Instructions to follow
Starting at the line that has "undergrowth listed here." and stopping after the line that has "[(192, 169)]", copy out the records with every "slender" changed to "thin" and nothing else altered.

※ ※ ※

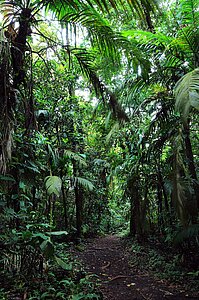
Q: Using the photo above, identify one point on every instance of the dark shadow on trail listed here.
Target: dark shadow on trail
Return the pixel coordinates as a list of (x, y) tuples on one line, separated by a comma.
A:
[(106, 257)]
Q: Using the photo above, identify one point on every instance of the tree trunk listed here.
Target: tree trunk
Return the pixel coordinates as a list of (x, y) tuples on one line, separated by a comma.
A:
[(192, 171)]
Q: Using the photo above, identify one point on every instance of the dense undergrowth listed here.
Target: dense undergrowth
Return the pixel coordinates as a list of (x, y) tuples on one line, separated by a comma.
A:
[(34, 271), (177, 265)]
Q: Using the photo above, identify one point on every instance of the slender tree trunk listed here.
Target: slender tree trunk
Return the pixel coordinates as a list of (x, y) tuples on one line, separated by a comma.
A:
[(192, 169)]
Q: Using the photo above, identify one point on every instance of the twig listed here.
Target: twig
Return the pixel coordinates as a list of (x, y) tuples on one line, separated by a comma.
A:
[(118, 277), (106, 266)]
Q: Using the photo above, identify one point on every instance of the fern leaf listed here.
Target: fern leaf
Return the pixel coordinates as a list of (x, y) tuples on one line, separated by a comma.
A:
[(75, 156), (191, 231), (53, 185)]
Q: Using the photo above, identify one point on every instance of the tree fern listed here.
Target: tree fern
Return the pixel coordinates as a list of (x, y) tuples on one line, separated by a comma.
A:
[(53, 185), (186, 93)]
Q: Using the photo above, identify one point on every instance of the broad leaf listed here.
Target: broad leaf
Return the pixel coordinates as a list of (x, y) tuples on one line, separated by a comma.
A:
[(186, 93), (53, 185), (84, 182)]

※ ※ ※

Full solution
Q: Using the photo above, identify one point on every instance of the dense undergrowth listed here.
Target: dense undergrowth
Return the pixel coordinates as a list of (x, y) tuples on one line, separated by a comma.
A:
[(34, 271), (177, 265)]
Q: Using the photo above, identify one point on every instance of the thin tree trunk listed here.
Target: thin tree trunk
Return the pixel coordinates as a list of (x, y) tuples on one line, separated by a comma.
A:
[(192, 169)]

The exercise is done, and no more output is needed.